### Text excerpt:
What St. Teresa is teaching me about the new year

I’m giving myself an hour or two to write this morning. As with a lot of my writing, I don’t know where this will go. But today seems significant. It’s the last day of the year; tomorrow is a new decade. It seems right to pause, to linger over my coffee and enjoy a bit of solitude before tonight’s festivities.

Something about reflecting on a year past makes me think of the brevity of life. It goes so fast. Life just seems to speed by faster every year. I appreciate more and more how precious each day is, and I want to make it count.

Lately I’ve been reading a biography of the life of St. Teresa. Teresa lived in Spain in the 1500s and is one of the most revered saints of all time. I knew she was famous for her mystical experiences. What I didn’t know was that these visions did not begin happening until later in life. She entered a convent around age 20 and lived there for 20 years or so with an often dry spiritual life, according to her biographer. She was also sick for long periods of time. Then one day after reading the Confessions of St. Augustine (where he recounts his spiritual awakening) she began to have visions.

Teresa faced skepticism and ridicule as a result of her visions. Some in the church doubted her experiences, even saying they were the work of the devil. Nevertheless, Teresa persisted and shortly thereafter established a new order of nuns that was devoted to living a simple, prayerful life. She was convinced the monastic orders had become much too worldly, with comforts and luxuries that didn’t fit with a contemplative life. Again she faced criticism and controversy. In the end, though, she won people over to her side and spent the rest of her life traveling around Spain opening new monastic houses. She is known as one of the key figures of the counter-reformation, reforming the Catholic church from within against the backdrop of the Protestant Reformation.

What I see in St. Teresa is a deep faithfulness. She endured years of dry spiritual life but remained committed to her calling and sought out many spiritual confessors and mentors along the way. She inspires me to remain faithful to my various “callings,” even when they seem to bear little fruit. She motivates me to write, even though writing seems hard and I often lack ideas and words. She motivates me to pursue my spiritual direction work, even though it’s been hard to find people to work with and the way forward is often fuzzy.

It’s easy to get discouraged about our life path, especially when things don’t go our way. So many times we only focus on the immediate moment and forget easily our successes last week or last month. Or we wonder if we will ever attain the goals we seek. I wonder if Teresa felt that way as she approached middle age, not much younger than me.

### Required actions:
A. Please repeat the St. Teresa essay starting with "Something about reflecting" and going on through "to have visions.", substituting "monastery" for "convent".
B. Decide whether each statement below agrees with the St. Teresa essay, answering yes or no and quoting the words from the essay that settle it.
(i) Teresa entered a convent at about age 20.
(ii) Teresa's visions started early in her life.
(iii) The order of nuns Teresa founded was devoted to a life of comfort and luxury.
C. Write the next part of the St. Teresa essay, picking up after its final sentence.
The data that follows is not needed for any of this work.

### Data section:
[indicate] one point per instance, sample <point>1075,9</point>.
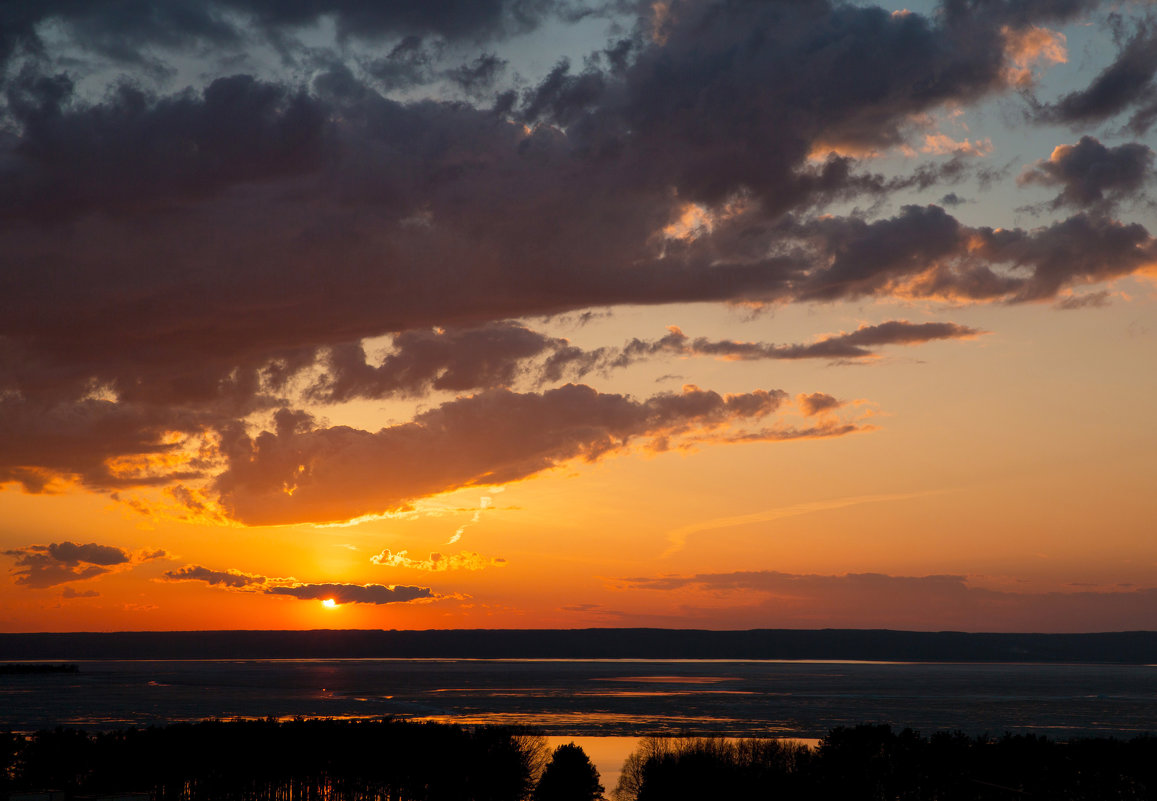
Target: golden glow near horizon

### Answers to the problems:
A.
Something about reflecting on a year past makes me think of the brevity of life. It goes so fast. Life just seems to speed by faster every year. I appreciate more and more how precious each day is, and I want to make it count.

Lately I’ve been reading a biography of the life of St. Teresa. Teresa lived in Spain in the 1500s and is one of the most revered saints of all time. I knew she was famous for her mystical experiences. What I didn’t know was that these visions did not begin happening until later in life. She entered a monastery around age 20 and lived there for 20 years or so with an often dry spiritual life, according to her biographer. She was also sick for long periods of time. Then one day after reading the Confessions of St. Augustine (where he recounts his spiritual awakening) she began to have visions.

B.
(i) Yes: "She entered a convent around age 20"
(ii) No: "these visions did not begin happening until later in life"
(iii) No: "devoted to living a simple, prayerful life"

C.
As a writer I often feel only as good as my current output. I suspect others feel the same way. It can be a challenge to maintain confidence, yet perhaps that struggle to create is also a key part of moving forward. As Wendell Barry writes: “The mind that is not baffled is not employed. The impeded stream is the one that sings.”

Going into 2020, I want to put away discouragement and myopic views of success. Instead, I want to embrace mystery. Sure, I will set some goals and make some resolutions. Some I may even attain. But I also realize life is full of mystery and divine encounters and experiences, not just for saints but for everyone. There are just so many things I can’t anticipate or even will to happen. I look forward to the books I’ll read, movies I’ll see, conversations I’ll have, words I’ll write, prayers I’ll say, and places I’ll travel, both real and imaginary.

I have to laugh when I think back to last year at this time and remember that instead of St. Teresa, I was reading about a modern day “saint” of sorts, Marie Kondo, the queen of tidying up. I got caught up in her message of tidying and I managed to apply her philosophy to my overstuffed bookshelves, getting rid of books that no longer brought me joy and organizing the ones that did. It was one of the most enjoyable things I did all year. You can read my post about that here. I hadn’t planned on that, it just sort of happened–sort of like stumbling across the biography of St. Teresa, which I found in the used section of my neighborhood bookstore.

What is clear about this year is that I won’t be the same person in 2021 as I am today. None of us will. That may be scary but it’s also exciting.

Prayer for 2020:

God, may you take this heart and mind
that sometimes feel empty,
that lack words, lack spirit, lack direction,
and fill me with
your wonder, your words, your creativity
Equip me to travel to places both far away and near,
To encounter fellow travelers,
But also to be at home with the page and person in front of me.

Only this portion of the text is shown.